- THE REQUEST: Return all of the entries exactly, with nothing added or left out.

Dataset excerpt
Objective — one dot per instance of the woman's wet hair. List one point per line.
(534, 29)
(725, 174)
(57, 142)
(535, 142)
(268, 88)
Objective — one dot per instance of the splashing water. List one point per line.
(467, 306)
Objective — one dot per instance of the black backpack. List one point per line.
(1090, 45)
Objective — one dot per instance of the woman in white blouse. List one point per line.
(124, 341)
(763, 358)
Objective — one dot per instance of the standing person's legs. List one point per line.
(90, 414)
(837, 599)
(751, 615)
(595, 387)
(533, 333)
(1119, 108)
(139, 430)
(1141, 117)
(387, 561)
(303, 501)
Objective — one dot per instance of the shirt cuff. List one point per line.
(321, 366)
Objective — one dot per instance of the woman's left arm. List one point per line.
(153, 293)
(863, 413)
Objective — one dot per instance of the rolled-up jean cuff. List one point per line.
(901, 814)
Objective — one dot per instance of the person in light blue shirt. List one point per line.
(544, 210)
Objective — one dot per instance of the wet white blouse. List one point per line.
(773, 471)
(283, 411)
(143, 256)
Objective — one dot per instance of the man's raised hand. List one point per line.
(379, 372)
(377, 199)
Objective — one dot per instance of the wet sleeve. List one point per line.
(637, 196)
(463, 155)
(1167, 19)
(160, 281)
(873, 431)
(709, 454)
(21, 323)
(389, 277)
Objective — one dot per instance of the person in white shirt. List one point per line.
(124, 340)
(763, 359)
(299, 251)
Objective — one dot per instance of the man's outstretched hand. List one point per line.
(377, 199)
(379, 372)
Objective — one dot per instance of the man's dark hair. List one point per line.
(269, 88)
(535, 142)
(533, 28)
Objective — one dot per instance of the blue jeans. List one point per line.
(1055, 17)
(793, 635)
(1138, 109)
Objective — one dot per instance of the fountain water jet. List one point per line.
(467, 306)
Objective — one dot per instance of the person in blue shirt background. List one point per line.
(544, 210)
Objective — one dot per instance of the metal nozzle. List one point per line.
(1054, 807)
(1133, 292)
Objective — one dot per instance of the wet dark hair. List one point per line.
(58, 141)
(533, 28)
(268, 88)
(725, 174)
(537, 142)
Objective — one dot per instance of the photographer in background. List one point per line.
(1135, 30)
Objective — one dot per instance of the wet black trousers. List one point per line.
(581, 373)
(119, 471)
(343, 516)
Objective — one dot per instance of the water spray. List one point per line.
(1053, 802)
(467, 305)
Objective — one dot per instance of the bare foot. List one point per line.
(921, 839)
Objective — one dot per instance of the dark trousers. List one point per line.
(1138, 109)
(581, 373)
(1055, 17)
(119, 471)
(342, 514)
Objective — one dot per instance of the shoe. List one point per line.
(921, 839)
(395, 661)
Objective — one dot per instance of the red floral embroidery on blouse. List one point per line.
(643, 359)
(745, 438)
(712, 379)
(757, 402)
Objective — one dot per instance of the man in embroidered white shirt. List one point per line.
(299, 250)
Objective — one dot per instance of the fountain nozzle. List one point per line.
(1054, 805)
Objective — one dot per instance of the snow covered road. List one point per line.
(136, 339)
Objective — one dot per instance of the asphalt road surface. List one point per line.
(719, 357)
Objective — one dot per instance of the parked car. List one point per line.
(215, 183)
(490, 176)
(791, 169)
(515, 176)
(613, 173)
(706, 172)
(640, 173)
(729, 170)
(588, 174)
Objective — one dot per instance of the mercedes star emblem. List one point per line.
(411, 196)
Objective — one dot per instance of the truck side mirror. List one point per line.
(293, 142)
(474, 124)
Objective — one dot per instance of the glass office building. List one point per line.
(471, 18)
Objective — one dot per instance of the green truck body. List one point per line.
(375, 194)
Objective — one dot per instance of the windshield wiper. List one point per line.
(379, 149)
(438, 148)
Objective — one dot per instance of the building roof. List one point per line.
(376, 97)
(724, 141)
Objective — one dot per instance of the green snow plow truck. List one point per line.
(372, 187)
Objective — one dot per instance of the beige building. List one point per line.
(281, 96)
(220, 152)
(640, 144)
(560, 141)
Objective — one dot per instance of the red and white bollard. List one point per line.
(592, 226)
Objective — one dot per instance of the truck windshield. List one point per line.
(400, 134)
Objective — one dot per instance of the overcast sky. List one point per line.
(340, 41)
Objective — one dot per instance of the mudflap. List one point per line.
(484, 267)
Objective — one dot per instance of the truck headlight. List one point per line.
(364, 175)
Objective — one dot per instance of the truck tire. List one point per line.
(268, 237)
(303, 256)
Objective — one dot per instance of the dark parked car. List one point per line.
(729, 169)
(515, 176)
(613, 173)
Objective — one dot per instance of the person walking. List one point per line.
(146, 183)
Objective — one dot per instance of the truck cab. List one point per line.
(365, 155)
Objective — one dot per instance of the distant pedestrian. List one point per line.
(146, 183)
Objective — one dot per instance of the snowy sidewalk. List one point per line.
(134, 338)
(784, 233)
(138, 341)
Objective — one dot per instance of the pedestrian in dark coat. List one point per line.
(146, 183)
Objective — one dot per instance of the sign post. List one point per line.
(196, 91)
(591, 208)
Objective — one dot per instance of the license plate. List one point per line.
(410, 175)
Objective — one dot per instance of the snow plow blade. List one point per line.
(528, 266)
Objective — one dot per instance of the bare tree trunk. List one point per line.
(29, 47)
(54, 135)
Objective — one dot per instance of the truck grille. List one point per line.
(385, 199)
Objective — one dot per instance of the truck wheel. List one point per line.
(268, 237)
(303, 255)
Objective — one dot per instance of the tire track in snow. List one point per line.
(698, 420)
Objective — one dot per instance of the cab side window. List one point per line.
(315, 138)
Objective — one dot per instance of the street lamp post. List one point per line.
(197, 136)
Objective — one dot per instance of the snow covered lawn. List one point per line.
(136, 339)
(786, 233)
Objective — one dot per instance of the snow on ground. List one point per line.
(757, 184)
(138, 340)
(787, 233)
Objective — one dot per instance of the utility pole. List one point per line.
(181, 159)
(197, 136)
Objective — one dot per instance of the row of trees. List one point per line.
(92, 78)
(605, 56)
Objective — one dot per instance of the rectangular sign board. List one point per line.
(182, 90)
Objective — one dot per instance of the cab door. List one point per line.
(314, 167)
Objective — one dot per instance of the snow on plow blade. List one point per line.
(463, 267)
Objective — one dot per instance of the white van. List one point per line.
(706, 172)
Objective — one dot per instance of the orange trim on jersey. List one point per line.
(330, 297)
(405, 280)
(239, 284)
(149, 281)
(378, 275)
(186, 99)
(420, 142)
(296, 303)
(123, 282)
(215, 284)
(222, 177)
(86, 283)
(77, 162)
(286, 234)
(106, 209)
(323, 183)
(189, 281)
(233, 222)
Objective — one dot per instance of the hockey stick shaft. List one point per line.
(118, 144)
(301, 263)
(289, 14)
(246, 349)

- EXERCISE RESPONSE:
Objective — one dot per instance of the woman's wet hair. List one point per line.
(534, 29)
(725, 174)
(57, 142)
(535, 142)
(268, 88)
Objective — one dot per instance of the splashing water. List one point per line.
(467, 306)
Objective — one dot per instance of the black backpack. List one point per line.
(1090, 45)
Objective — one dot per instance of the woman in white blouse. List one point per line.
(124, 341)
(763, 358)
Objective — one dot per instance of the standing person's legs. List one point per line.
(90, 414)
(837, 599)
(751, 615)
(595, 387)
(533, 333)
(1119, 108)
(139, 430)
(1141, 117)
(387, 561)
(303, 501)
Objective — one dot per instance of the shirt cuff. List one point per line.
(321, 366)
Objective — one dot per instance of the woman's left arm. List one point per line.
(153, 293)
(863, 413)
Objective — one dot per instance of the rolled-up jean cuff. List one point per line.
(901, 814)
Objective — one dot per instance of the person in light blue shirt. List one point per line.
(544, 210)
Objective — one dot per instance of the wet white blouse. List one point per line.
(773, 471)
(283, 411)
(143, 256)
Objective — one dot per instance of the man's raised hand. List one point per line.
(379, 372)
(377, 199)
Objective — one dot per instance of the wet sleeve. List one point per line.
(637, 196)
(463, 155)
(1167, 19)
(160, 281)
(873, 431)
(709, 454)
(21, 323)
(389, 277)
Objective — one dot per instance of the person in white shirt. List one point per line.
(124, 340)
(763, 359)
(299, 251)
Objective — one dot per instance of the man's outstretched hand. List one point per line.
(377, 199)
(379, 372)
Objective — one dot per instance of the man's dark hair. List one point per line.
(269, 88)
(535, 142)
(533, 28)
Objective — one dot per instance of the blue jeans. List one point per line.
(1055, 17)
(793, 635)
(1138, 109)
Objective — one dot per instance of the fountain water jet. List one point per line.
(467, 306)
Objective — one dot per instance of the person in blue shirt background. List one point per line.
(544, 210)
Objective — one dot per instance of the metal nozzle. List one point per line.
(1054, 807)
(1133, 292)
Objective — one dot per instance of the wet dark hair. List one point per line.
(58, 141)
(533, 28)
(268, 88)
(725, 174)
(537, 142)
Objective — one dot per instance of the photographer in background. List one point per line.
(1135, 30)
Objective — one dot per instance of the wet black trousers. List one point per line.
(581, 373)
(119, 471)
(343, 516)
Objective — one dot per instance of the water spray. List one point per line.
(1053, 802)
(467, 305)
Objective — one dot per instance of the bare foot. List one point per line.
(921, 839)
Objective — one dot per instance of the dark trousers. List one point per line.
(1138, 109)
(581, 373)
(1055, 17)
(119, 471)
(342, 514)
Objective — one dot per instance of the shoe. List one point per line.
(921, 839)
(395, 661)
Objective — one dot per instance of the red floral embroidery on blouse. List one point per line.
(643, 359)
(745, 438)
(712, 379)
(757, 402)
Objective — one dot per instance of the man in embroidered white shirt. List one point per line.
(299, 250)
Objective — one dot per instance of the fountain nozzle. List one point per line.
(1054, 805)
Objective — one dot per instance of the snow covered road. List one point per line.
(136, 339)
Objective — one dot per instance of the asphalt road surface. List one point per line.
(719, 357)
Objective — one dot per instance of the parked car. List one point per line.
(215, 183)
(490, 176)
(791, 169)
(515, 176)
(613, 173)
(706, 172)
(640, 173)
(729, 170)
(588, 174)
Objective — one dot per instance of the mercedes star emblem. List one point per line.
(411, 196)
Objective — one dot per instance of the truck side mirror. List one point per line.
(293, 142)
(474, 124)
Objective — one dot per instance of the glass office building. List one point per line.
(471, 18)
Objective — one dot per instance of the green truck body. List one point per line.
(375, 194)
Objective — one dot per instance of the windshield wiper. List one point per line.
(379, 149)
(438, 148)
Objective — one dot per instance of the building roof. List one point per line.
(376, 97)
(724, 141)
Objective — one dot per instance of the green snow plow truck. List one point per line.
(372, 187)
Objective — one dot per instance of the beige building. List one point per line.
(281, 96)
(220, 152)
(640, 144)
(560, 141)
Objective — one dot per instance of the red and white bollard. List one point per line.
(592, 226)
Objective — one dot per instance of the truck windshield. List one point per line.
(400, 134)
Objective — one dot per instance of the overcast sky. List one point per line.
(340, 41)
Objective — one dot per instance of the mudflap. List one point per line.
(484, 267)
Objective — one dot per instance of the truck headlight. List one point per line.
(364, 175)
Objective — one dot per instance of the truck tire. List one point per line.
(268, 237)
(303, 256)
Objective — one dot per instance of the dark parked car. List one point per line.
(729, 169)
(515, 176)
(613, 173)
Objective — one dot per instance of the person walking. List one point per line.
(146, 183)
Objective — one dot per instance of the truck cab. List one point per line.
(365, 155)
Objective — one dot per instance of the distant pedestrian. List one point per line.
(146, 183)
Objective — one dot per instance of the snowy sidewalk. List one point per line.
(134, 338)
(784, 233)
(138, 341)
Objective — one dot per instance of the pedestrian in dark coat. List one point per line.
(146, 183)
Objective — one dot per instance of the sign post. List one point per line.
(196, 91)
(591, 208)
Objective — one dot per instance of the license plate. List one point per line.
(410, 175)
Objective — one dot per instance of the snow plow blade. List one point per line.
(528, 266)
Objective — one dot per instance of the bare tree trunk. List one point per line.
(29, 47)
(54, 135)
Objective — one dot per instance of the truck grille. List one point per line.
(385, 199)
Objective — one dot per instance of the truck wheel. List one point per line.
(268, 237)
(303, 255)
Objective — one dot per instance of the tire track in snow. List one point per line.
(698, 420)
Objective — one dot per instance of the cab side window. List one point per line.
(315, 138)
Objective — one dot per instance of the street lamp post. List one point per line.
(197, 136)
Objective — one dot per instance of the snow covered lawn. List one point per line.
(136, 339)
(786, 233)
Objective — one dot per instance of the snow on ground. List one point per line.
(757, 184)
(138, 340)
(787, 233)
Objective — one dot per instance of the utility pole. List one point per line.
(181, 159)
(197, 136)
Objective — one dot per instance of the row of trees. List one point per line.
(92, 78)
(605, 56)
Objective — one dot per instance of the rectangular sign board. List one point per line.
(182, 90)
Objective — one dot per instance of the cab door. List one point per line.
(314, 167)
Objective — one dot per instance of the snow on plow blade. List one point per line.
(463, 267)
Objective — one dot per instance of the white van. List one point per line.
(706, 172)
Objective — one dot per instance of the orange trim on jersey. List one point per line.
(330, 297)
(405, 280)
(239, 284)
(149, 281)
(378, 275)
(186, 99)
(420, 142)
(296, 303)
(123, 282)
(215, 284)
(222, 177)
(86, 283)
(77, 162)
(286, 234)
(106, 209)
(323, 183)
(189, 281)
(233, 222)
Objective — one dot per instance of the hockey stick shaft. List one point per line.
(118, 144)
(301, 263)
(289, 14)
(246, 349)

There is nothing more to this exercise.